[Direction] Select every line of the material below that contains the word "building", and copy each of those lines. Case counts.

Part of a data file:

---------------

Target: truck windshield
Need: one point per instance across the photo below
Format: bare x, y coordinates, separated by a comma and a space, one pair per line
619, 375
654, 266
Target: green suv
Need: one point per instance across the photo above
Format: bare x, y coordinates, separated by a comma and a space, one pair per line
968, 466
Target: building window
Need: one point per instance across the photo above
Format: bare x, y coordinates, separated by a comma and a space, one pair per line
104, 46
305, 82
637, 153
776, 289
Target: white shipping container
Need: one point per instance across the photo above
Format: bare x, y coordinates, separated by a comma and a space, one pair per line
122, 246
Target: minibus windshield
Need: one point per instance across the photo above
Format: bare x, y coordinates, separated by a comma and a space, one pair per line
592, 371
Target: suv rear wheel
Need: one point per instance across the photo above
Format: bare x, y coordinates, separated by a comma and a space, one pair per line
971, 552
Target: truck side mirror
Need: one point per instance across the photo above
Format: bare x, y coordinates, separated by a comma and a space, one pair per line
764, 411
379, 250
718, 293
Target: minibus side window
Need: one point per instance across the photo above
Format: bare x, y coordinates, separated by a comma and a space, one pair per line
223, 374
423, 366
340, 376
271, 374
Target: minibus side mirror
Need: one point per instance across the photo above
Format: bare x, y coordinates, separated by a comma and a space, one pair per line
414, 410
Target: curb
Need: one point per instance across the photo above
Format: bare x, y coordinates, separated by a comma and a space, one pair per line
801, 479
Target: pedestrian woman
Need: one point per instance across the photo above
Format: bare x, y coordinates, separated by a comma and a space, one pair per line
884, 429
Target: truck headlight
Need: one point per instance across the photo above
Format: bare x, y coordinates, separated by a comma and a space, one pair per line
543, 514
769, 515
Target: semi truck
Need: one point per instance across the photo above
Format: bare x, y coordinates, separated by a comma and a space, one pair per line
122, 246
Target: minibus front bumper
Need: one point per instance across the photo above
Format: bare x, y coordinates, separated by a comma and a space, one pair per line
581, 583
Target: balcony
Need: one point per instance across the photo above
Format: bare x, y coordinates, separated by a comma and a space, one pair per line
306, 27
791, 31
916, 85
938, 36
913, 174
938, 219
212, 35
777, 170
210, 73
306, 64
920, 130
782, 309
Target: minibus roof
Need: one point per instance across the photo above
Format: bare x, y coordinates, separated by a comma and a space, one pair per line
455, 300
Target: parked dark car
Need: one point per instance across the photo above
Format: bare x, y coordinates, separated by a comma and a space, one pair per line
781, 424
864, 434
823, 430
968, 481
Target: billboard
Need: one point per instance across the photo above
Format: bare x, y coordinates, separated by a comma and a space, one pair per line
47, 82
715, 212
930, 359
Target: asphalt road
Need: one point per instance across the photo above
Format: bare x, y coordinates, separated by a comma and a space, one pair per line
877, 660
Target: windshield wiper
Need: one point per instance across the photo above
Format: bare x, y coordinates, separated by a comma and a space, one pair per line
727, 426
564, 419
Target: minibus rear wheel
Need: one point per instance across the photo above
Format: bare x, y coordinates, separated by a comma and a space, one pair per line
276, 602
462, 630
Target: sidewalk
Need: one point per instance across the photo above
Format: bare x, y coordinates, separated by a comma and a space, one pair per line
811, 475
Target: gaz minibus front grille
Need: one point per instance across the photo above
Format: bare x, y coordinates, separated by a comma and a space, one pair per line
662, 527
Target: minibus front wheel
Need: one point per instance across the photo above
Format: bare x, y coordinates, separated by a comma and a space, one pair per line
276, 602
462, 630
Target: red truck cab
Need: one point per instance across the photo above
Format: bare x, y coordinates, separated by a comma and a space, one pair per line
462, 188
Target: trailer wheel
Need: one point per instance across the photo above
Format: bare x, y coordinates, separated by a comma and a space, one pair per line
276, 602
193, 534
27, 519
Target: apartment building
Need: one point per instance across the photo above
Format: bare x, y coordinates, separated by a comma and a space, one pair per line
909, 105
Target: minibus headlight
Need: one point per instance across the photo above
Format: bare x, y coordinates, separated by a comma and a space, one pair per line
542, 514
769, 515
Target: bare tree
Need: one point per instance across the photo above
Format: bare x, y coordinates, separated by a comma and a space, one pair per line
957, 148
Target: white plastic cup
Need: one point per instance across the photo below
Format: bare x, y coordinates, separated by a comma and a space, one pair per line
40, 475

---------------

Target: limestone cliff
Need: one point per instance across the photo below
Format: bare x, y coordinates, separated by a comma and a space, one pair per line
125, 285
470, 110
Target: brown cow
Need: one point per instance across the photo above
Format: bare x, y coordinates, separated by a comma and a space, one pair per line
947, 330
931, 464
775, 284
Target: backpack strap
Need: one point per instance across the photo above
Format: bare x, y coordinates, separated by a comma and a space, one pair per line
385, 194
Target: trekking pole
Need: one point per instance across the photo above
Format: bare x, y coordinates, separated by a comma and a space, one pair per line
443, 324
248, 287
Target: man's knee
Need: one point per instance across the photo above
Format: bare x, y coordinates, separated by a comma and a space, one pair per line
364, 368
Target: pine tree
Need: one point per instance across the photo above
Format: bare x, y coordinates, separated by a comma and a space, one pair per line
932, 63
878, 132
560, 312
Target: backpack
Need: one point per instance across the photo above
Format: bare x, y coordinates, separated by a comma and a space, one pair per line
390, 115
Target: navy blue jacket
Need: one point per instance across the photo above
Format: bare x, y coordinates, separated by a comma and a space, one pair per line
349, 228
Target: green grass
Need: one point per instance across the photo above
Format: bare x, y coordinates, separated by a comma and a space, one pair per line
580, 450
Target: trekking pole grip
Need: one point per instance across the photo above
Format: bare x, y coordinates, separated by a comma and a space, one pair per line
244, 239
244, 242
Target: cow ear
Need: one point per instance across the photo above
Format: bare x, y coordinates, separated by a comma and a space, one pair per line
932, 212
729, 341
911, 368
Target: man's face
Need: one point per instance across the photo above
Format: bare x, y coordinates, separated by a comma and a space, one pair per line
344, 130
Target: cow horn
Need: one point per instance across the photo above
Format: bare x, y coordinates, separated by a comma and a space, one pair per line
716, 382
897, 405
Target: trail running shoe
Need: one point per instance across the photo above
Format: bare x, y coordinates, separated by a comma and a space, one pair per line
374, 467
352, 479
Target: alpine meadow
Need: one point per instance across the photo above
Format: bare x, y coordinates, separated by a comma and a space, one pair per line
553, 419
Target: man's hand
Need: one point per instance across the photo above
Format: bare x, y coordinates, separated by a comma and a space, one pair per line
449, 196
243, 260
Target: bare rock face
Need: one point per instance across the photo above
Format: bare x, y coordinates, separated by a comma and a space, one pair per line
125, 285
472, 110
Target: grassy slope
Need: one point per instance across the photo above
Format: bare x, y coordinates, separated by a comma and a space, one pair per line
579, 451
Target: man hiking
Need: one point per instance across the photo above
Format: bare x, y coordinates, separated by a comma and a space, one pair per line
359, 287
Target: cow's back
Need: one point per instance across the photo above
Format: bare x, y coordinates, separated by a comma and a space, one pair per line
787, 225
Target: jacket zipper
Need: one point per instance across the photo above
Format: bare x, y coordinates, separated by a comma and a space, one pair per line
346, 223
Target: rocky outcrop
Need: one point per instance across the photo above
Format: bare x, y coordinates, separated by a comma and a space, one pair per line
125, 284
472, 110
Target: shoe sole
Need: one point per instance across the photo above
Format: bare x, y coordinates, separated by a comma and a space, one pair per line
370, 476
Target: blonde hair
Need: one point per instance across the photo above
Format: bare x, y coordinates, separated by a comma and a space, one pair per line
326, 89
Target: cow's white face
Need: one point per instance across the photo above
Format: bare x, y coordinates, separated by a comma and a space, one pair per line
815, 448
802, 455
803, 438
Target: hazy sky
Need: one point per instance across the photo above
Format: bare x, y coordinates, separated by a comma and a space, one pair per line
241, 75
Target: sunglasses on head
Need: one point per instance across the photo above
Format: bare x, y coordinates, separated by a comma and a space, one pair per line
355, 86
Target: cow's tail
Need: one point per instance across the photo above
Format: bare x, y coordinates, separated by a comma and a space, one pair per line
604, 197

---------------

[Solution for this problem]
Target: building window
Target: apartment building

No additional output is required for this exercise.